# What is asked:
Make an exact copy of each entry, leaving out every picture.

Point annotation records
[START]

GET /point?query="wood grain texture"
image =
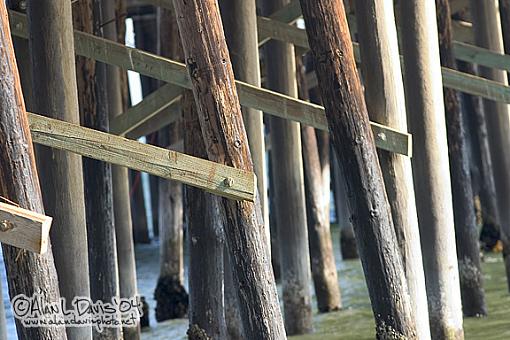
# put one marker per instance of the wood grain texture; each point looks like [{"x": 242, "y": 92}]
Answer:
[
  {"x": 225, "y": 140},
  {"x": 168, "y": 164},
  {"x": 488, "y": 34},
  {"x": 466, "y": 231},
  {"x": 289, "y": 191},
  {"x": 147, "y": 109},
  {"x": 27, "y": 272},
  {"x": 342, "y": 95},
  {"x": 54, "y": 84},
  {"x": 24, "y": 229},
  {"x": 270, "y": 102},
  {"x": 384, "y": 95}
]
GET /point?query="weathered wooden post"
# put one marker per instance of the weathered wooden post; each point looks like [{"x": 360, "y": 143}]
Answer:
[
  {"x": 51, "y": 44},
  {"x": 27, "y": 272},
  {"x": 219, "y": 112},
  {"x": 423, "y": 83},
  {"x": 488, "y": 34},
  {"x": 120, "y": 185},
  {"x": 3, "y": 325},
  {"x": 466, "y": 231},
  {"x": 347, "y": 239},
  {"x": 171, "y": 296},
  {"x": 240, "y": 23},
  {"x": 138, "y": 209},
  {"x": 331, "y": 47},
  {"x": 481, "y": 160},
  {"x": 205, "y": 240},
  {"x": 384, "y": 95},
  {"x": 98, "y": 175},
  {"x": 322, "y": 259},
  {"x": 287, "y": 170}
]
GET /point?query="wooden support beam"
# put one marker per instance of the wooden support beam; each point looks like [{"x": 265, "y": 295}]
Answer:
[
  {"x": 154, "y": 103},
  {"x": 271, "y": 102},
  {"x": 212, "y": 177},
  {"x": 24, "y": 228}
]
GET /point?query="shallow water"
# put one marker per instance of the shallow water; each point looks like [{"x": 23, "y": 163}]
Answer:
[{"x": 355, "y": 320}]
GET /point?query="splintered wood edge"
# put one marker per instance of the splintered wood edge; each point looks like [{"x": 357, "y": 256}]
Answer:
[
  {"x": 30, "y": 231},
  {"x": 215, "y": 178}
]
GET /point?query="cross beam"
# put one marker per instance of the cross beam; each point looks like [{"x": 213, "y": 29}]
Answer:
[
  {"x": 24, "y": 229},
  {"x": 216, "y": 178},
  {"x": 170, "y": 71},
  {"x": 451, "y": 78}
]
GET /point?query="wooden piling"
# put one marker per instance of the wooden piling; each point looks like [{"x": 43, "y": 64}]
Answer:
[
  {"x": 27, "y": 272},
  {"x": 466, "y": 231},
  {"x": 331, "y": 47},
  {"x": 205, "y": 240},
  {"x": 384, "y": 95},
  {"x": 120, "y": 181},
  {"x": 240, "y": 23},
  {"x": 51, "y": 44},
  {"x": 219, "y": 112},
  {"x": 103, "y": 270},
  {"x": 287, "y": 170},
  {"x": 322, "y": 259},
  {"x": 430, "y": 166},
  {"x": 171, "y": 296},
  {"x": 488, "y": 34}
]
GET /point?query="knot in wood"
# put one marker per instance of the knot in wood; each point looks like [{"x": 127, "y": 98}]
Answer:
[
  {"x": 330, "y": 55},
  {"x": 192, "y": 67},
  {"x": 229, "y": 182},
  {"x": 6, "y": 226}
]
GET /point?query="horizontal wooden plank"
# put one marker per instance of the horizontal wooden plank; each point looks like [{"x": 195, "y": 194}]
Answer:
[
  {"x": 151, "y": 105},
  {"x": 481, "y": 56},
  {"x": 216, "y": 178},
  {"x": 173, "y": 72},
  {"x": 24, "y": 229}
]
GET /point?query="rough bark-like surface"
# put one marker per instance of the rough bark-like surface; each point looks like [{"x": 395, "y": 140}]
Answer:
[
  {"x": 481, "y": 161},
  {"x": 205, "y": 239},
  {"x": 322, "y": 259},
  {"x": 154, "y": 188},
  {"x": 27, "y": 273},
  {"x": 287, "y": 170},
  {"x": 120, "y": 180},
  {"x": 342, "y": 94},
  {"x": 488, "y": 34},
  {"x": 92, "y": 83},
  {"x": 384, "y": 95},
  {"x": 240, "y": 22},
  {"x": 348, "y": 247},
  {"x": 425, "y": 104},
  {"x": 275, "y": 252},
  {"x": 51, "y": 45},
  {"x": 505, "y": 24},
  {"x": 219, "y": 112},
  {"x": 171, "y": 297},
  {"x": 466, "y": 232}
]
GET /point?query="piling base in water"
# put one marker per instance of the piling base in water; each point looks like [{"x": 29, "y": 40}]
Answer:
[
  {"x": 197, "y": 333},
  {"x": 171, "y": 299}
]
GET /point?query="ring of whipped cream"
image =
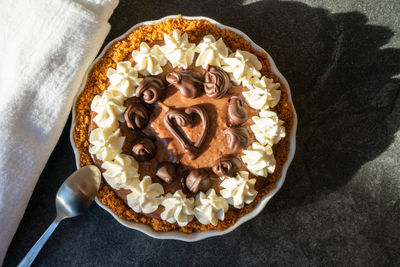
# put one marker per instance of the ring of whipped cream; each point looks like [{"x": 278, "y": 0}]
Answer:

[END]

# The response:
GET /point?query="wood grain texture"
image =
# put one marker per instance of the wood grain texture; each point looks like [{"x": 242, "y": 92}]
Answer:
[
  {"x": 225, "y": 140},
  {"x": 168, "y": 164},
  {"x": 488, "y": 34},
  {"x": 466, "y": 231},
  {"x": 289, "y": 191},
  {"x": 147, "y": 109},
  {"x": 27, "y": 272},
  {"x": 342, "y": 95},
  {"x": 54, "y": 84},
  {"x": 24, "y": 229},
  {"x": 270, "y": 102},
  {"x": 384, "y": 95}
]
GET /point?query="weathered wooden post"
# put one marker per instance of the weathered wooden post; each point looks like [{"x": 360, "y": 143}]
Answer:
[
  {"x": 51, "y": 44},
  {"x": 27, "y": 272},
  {"x": 219, "y": 112},
  {"x": 423, "y": 83},
  {"x": 488, "y": 34},
  {"x": 120, "y": 185},
  {"x": 3, "y": 325},
  {"x": 466, "y": 231},
  {"x": 347, "y": 239},
  {"x": 171, "y": 296},
  {"x": 240, "y": 23},
  {"x": 138, "y": 209},
  {"x": 331, "y": 47},
  {"x": 481, "y": 160},
  {"x": 205, "y": 240},
  {"x": 384, "y": 95},
  {"x": 98, "y": 175},
  {"x": 322, "y": 259},
  {"x": 287, "y": 170}
]
GET /point?query="wooden support beam"
# put one marker per instance of the wooden support beam; each point looks like [{"x": 265, "y": 295}]
Answer:
[
  {"x": 154, "y": 103},
  {"x": 271, "y": 102},
  {"x": 212, "y": 177},
  {"x": 24, "y": 228}
]
GET /point?query="shallow water"
# put one marker per instance of the shallow water; each point looks like [{"x": 23, "y": 163}]
Answer:
[{"x": 355, "y": 320}]
GET /point?query="splintered wood edge"
# put one marker per instance of the splintered wood edge; each point looks like [{"x": 357, "y": 256}]
Answer:
[
  {"x": 30, "y": 231},
  {"x": 215, "y": 178}
]
GET /point?query="cross beam"
# put one marker per instance of the cross beam; each point looks like [{"x": 213, "y": 29}]
Answer:
[
  {"x": 24, "y": 229},
  {"x": 216, "y": 178},
  {"x": 170, "y": 71},
  {"x": 451, "y": 78}
]
GET /point?query="wooden piling"
# put one marker per instance of the wooden piling; each point looks like [{"x": 43, "y": 64}]
Answer:
[
  {"x": 27, "y": 272},
  {"x": 466, "y": 231},
  {"x": 331, "y": 47},
  {"x": 205, "y": 240},
  {"x": 384, "y": 95},
  {"x": 120, "y": 181},
  {"x": 240, "y": 23},
  {"x": 51, "y": 44},
  {"x": 219, "y": 112},
  {"x": 103, "y": 270},
  {"x": 287, "y": 170},
  {"x": 322, "y": 259},
  {"x": 430, "y": 166},
  {"x": 171, "y": 296},
  {"x": 488, "y": 34}
]
GET /point?query="knot in wood"
# put one marker per instance of the knot in wood; each point looks like [{"x": 127, "y": 98}]
Answer:
[
  {"x": 330, "y": 55},
  {"x": 192, "y": 67},
  {"x": 229, "y": 182},
  {"x": 6, "y": 226}
]
GET /point?query="horizontal wooden plank"
# put one marker per instance of the horizontal wooden plank; each point looks like [{"x": 195, "y": 194}]
Answer:
[
  {"x": 151, "y": 105},
  {"x": 481, "y": 56},
  {"x": 216, "y": 178},
  {"x": 173, "y": 72},
  {"x": 24, "y": 229}
]
GET /point?query="rough bark-like surface"
# put one marker per instance of the rough bark-like surface; each point looks like [{"x": 395, "y": 140}]
Answer:
[
  {"x": 481, "y": 161},
  {"x": 205, "y": 239},
  {"x": 322, "y": 259},
  {"x": 154, "y": 188},
  {"x": 27, "y": 273},
  {"x": 287, "y": 170},
  {"x": 120, "y": 180},
  {"x": 342, "y": 94},
  {"x": 488, "y": 34},
  {"x": 92, "y": 83},
  {"x": 384, "y": 95},
  {"x": 240, "y": 22},
  {"x": 348, "y": 247},
  {"x": 425, "y": 104},
  {"x": 275, "y": 252},
  {"x": 51, "y": 45},
  {"x": 505, "y": 24},
  {"x": 219, "y": 112},
  {"x": 171, "y": 297},
  {"x": 466, "y": 232}
]
GET /point?query="piling base in water"
# put one marker per instance of the piling base in water; each point looks like [{"x": 29, "y": 40}]
Answer:
[
  {"x": 197, "y": 333},
  {"x": 171, "y": 299}
]
GET /point?query="ring of whipped cream"
image =
# put one marker per instance of the ring of whipped cream; each point looks like [{"x": 278, "y": 0}]
Answer:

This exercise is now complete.